Work order: The response must contain every line of the records that follow, duplicated exactly.

(Stored dataset items)
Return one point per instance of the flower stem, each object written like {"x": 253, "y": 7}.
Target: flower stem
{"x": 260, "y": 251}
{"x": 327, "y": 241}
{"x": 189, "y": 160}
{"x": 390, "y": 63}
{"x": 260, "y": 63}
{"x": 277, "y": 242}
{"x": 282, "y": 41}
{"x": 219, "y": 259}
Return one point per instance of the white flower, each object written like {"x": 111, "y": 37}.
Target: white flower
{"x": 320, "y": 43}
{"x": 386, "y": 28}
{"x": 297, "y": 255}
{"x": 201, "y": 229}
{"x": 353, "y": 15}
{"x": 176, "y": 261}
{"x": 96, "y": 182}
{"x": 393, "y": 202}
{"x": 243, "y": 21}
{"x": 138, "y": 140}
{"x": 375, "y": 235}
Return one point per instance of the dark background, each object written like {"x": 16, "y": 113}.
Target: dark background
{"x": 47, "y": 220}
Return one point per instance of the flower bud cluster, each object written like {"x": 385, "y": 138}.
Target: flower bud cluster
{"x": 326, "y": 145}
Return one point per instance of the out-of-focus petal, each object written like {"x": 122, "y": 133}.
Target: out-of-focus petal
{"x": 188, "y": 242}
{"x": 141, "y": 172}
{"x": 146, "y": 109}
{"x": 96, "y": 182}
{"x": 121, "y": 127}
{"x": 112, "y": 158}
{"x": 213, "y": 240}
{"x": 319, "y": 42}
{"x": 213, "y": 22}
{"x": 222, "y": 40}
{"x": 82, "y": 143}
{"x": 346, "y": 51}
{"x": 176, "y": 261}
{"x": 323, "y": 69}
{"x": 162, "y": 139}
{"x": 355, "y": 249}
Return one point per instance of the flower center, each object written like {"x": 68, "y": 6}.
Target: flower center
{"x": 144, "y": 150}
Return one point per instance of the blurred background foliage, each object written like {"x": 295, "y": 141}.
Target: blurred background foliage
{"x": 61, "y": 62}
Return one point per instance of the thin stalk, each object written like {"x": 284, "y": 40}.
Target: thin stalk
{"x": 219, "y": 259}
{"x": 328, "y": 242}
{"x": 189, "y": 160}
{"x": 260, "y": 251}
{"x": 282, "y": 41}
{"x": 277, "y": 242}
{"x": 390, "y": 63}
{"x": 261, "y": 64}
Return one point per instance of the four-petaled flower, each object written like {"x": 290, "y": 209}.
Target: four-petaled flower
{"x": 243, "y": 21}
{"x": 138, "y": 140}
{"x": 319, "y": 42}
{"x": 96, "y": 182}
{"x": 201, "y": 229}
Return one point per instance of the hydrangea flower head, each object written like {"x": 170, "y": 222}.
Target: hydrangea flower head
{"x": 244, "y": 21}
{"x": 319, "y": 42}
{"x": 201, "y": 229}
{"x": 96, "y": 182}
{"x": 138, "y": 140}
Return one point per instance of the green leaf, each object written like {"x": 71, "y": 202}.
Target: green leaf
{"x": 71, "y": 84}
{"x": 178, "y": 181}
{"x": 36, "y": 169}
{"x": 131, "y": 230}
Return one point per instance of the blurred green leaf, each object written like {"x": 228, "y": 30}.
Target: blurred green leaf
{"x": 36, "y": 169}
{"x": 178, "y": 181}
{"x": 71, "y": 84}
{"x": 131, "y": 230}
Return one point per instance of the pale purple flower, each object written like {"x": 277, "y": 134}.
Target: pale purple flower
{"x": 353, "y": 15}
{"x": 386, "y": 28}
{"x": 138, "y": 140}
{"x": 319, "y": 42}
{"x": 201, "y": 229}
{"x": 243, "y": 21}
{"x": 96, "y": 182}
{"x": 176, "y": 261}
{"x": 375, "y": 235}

Response to this exercise:
Return one point per instance of the flower stem, each object written like {"x": 253, "y": 7}.
Target: flower stem
{"x": 260, "y": 251}
{"x": 327, "y": 241}
{"x": 189, "y": 160}
{"x": 390, "y": 63}
{"x": 260, "y": 63}
{"x": 277, "y": 242}
{"x": 282, "y": 41}
{"x": 219, "y": 259}
Return one point per instance of the white flower, each object written like {"x": 111, "y": 37}.
Target: white flower
{"x": 320, "y": 43}
{"x": 386, "y": 28}
{"x": 297, "y": 255}
{"x": 201, "y": 229}
{"x": 353, "y": 15}
{"x": 176, "y": 261}
{"x": 96, "y": 182}
{"x": 393, "y": 202}
{"x": 243, "y": 21}
{"x": 138, "y": 140}
{"x": 375, "y": 235}
Return one point per instance of the dark background, each object written like {"x": 16, "y": 113}.
Target: dark background
{"x": 47, "y": 220}
Return one point per instance of the flower bud cluster, each object written like {"x": 385, "y": 138}.
Target: flower bud cluster
{"x": 326, "y": 145}
Return one point per instance of the out-of-focus petal, each object written like {"x": 122, "y": 133}.
Target: out-of-focus petal
{"x": 188, "y": 242}
{"x": 141, "y": 172}
{"x": 146, "y": 109}
{"x": 96, "y": 182}
{"x": 121, "y": 127}
{"x": 112, "y": 158}
{"x": 213, "y": 240}
{"x": 319, "y": 42}
{"x": 213, "y": 22}
{"x": 222, "y": 40}
{"x": 82, "y": 143}
{"x": 346, "y": 51}
{"x": 176, "y": 261}
{"x": 323, "y": 69}
{"x": 162, "y": 139}
{"x": 355, "y": 249}
Return one point per instance of the flower center, each object written like {"x": 68, "y": 6}.
Target: flower center
{"x": 144, "y": 150}
Return one point per instance of the blurred background foliage, each object written like {"x": 295, "y": 141}.
Target: blurred background foliage
{"x": 61, "y": 62}
Return one point per instance of the thin stalk, each object written like {"x": 284, "y": 40}.
Target: thin stalk
{"x": 219, "y": 259}
{"x": 328, "y": 242}
{"x": 189, "y": 160}
{"x": 260, "y": 251}
{"x": 282, "y": 41}
{"x": 277, "y": 242}
{"x": 390, "y": 63}
{"x": 261, "y": 64}
Return one point per instance of the four-petaled flower, each object written like {"x": 290, "y": 209}.
Target: four-petaled flower
{"x": 243, "y": 21}
{"x": 138, "y": 140}
{"x": 319, "y": 42}
{"x": 96, "y": 182}
{"x": 201, "y": 229}
Return one point per instance of the hydrangea flower head, each object written like {"x": 170, "y": 222}.
Target: hydrangea flower head
{"x": 244, "y": 21}
{"x": 319, "y": 42}
{"x": 201, "y": 229}
{"x": 96, "y": 182}
{"x": 138, "y": 140}
Return one point per instance of the green leaf, each object written like {"x": 71, "y": 202}.
Target: green leaf
{"x": 71, "y": 84}
{"x": 178, "y": 181}
{"x": 36, "y": 169}
{"x": 131, "y": 230}
Return one point per instance of the blurred green leaf, each object written like {"x": 228, "y": 30}.
Target: blurred green leaf
{"x": 36, "y": 169}
{"x": 178, "y": 181}
{"x": 71, "y": 84}
{"x": 131, "y": 230}
Return one point per instance of the pale purple flower, each object written like {"x": 277, "y": 134}.
Target: pale purple flower
{"x": 353, "y": 15}
{"x": 386, "y": 28}
{"x": 138, "y": 140}
{"x": 319, "y": 42}
{"x": 201, "y": 229}
{"x": 243, "y": 21}
{"x": 96, "y": 182}
{"x": 176, "y": 261}
{"x": 375, "y": 235}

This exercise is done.